- **Source**
— Start —

JitterEstimator: add field trial overrides for avg frame filter

This change adds a median filter that can replace the
IIR filter that is currently used to estimate the
avg frame size (in bytes). It is enabled through a boolean,
and reuses the window length from the max percentile filter.

The median filter is only used by the delay calculation in
`CalculateEstimate()`. It does not replaced the use of the
IIR estimate in the size outlier rejection heuristic.

Bug: webrtc:14151
Change-Id: I519b6b57a8bee3c41a300ed2e92a1981c61cca15
Reviewed-on: https://webrtc-review.googlesource.com/c/src/+/275121
Reviewed-by: Philip Eliasson <philipel@webrtc.org>
Commit-Queue: Rasmus Brandt <brandtr@webrtc.org>
Cr-Commit-Position: refs/heads/main@{#38077}
diff --git a/modules/video_coding/timing/jitter_estimator.cc b/modules/video_coding/timing/jitter_estimator.cc
index af3c9ab..f5d6fdf 100644
--- a/modules/video_coding/timing/jitter_estimator.cc
+++ b/modules/video_coding/timing/jitter_estimator.cc
@@ -46,7 +46,7 @@
 constexpr double kPsi = 0.9999;
 // Default constants for percentile frame size filter.
 constexpr double kDefaultMaxFrameSizePercentile = 0.95;
-constexpr int kDefaultMaxFrameSizeWindow = 30 * 10;
+constexpr int kDefaultFrameSizeWindow = 30 * 10;
 
 // Outlier rejection constants.
 constexpr double kDefaultMaxTimestampDeviationInSigmas = 3.5;
@@ -88,6 +88,8 @@
 JitterEstimator::JitterEstimator(Clock* clock,
                                  const FieldTrialsView& field_trials)
     : config_(Config::Parse(field_trials.Lookup(Config::kFieldTrialsKey))),
+      avg_frame_size_median_bytes_(static_cast<size_t>(
+          config_.frame_size_window.value_or(kDefaultFrameSizeWindow))),
       max_frame_size_bytes_percentile_(
           config_.max_frame_size_percentile.value_or(
               kDefaultMaxFrameSizePercentile)),
@@ -104,6 +106,7 @@
   avg_frame_size_bytes_ = kInitialAvgAndMaxFrameSizeBytes;
   max_frame_size_bytes_ = kInitialAvgAndMaxFrameSizeBytes;
   var_frame_size_bytes2_ = 100;
+  avg_frame_size_median_bytes_.Reset();
   max_frame_size_bytes_percentile_.Reset();
   frame_sizes_in_percentile_filter_ = std::queue<int64_t>();
   last_update_time_ = absl::nullopt;
@@ -160,12 +163,15 @@
   max_frame_size_bytes_ =
       std::max<double>(kPsi * max_frame_size_bytes_, frame_size.bytes());
 
-  // Maybe update percentile estimate of max frame size.

— End —

- **Written problem 1**
Could you rewrite the JitterEstimator commit from "constexpr double kDefaultMaxTimestampDeviationInSigmas" to "const FieldTrialsView& field_trials)", putting "trials_view" in place of "field_trials"?
- **Written problem 2**
Which constants does the JitterEstimator commit declare as `constexpr double`?

- **Material**

— Start —

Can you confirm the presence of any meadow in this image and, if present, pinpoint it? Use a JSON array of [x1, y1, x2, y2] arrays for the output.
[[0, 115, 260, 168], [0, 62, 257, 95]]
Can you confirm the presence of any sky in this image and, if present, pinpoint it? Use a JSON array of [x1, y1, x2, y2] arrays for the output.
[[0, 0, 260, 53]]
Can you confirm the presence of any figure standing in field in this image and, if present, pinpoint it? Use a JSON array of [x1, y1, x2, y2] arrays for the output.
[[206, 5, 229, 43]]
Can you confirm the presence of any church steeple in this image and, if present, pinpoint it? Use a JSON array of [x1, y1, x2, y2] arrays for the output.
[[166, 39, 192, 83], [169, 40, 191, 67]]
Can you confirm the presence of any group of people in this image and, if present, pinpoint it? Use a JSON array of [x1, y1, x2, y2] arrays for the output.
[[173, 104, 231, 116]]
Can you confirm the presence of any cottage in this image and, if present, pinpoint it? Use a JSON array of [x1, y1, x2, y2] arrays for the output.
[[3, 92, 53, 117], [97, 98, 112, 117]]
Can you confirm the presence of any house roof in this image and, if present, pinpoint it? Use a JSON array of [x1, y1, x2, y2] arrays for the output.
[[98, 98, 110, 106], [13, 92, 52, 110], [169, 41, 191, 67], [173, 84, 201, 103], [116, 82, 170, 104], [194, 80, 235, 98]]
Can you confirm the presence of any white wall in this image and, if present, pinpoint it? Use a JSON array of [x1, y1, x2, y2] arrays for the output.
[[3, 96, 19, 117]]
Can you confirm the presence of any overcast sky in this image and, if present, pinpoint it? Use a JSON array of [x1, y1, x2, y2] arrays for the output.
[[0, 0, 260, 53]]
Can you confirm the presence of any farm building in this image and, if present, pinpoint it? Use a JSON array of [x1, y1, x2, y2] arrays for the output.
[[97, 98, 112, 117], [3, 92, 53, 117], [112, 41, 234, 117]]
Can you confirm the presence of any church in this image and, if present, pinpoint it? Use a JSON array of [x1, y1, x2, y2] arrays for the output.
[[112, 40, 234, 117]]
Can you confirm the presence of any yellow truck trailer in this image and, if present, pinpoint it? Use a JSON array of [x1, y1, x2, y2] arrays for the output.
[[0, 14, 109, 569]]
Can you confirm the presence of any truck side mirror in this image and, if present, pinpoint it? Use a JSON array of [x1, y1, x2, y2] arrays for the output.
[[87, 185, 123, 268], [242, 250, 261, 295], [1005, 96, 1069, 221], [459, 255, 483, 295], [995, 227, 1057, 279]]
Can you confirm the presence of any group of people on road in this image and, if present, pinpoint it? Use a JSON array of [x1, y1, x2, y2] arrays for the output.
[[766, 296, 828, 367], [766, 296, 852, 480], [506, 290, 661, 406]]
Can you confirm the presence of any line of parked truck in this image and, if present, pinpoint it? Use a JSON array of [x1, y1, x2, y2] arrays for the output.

— End —

- **Written solution 1**
constexpr double kDefaultMaxTimestampDeviationInSigmas = 3.5;
@@ -88,6 +88,8 @@
 JitterEstimator::JitterEstimator(Clock* clock,
                                  const FieldTrialsView& trials_view)

- **Written solution 2**
kPsi
kDefaultMaxFrameSizePercentile
kDefaultMaxTimestampDeviationInSigmas